Task statement
Reproduce, with no alteration, the span of lines that begins at the line containing "Return one point for each instance of the grass." and ends at the last line of the records, both ends included, and nothing else.

Start of Entries shown

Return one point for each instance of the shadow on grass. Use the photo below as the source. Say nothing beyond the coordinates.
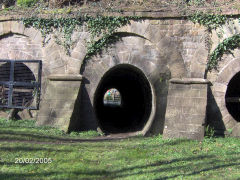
(202, 163)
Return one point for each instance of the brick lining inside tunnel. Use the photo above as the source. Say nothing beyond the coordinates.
(136, 96)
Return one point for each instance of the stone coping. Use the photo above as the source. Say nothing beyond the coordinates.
(65, 77)
(160, 13)
(189, 81)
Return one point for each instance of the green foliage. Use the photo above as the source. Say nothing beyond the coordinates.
(126, 159)
(209, 131)
(210, 21)
(226, 46)
(66, 26)
(104, 27)
(101, 28)
(26, 3)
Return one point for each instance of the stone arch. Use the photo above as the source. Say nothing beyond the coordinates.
(218, 92)
(141, 53)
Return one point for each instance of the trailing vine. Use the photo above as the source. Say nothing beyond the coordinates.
(213, 22)
(210, 21)
(224, 47)
(101, 28)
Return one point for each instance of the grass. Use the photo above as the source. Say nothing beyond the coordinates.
(132, 158)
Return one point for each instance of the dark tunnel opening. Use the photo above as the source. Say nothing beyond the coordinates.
(232, 97)
(136, 100)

End of Entries shown

Exercise output
Return one point for each instance of the grass. Use the photo above as the source. Say nothing beyond the coordinates.
(132, 158)
Return one point for each instance of the dark tunnel opening. Use the photo above as the source. Say nothing beyond the coordinates.
(232, 97)
(136, 100)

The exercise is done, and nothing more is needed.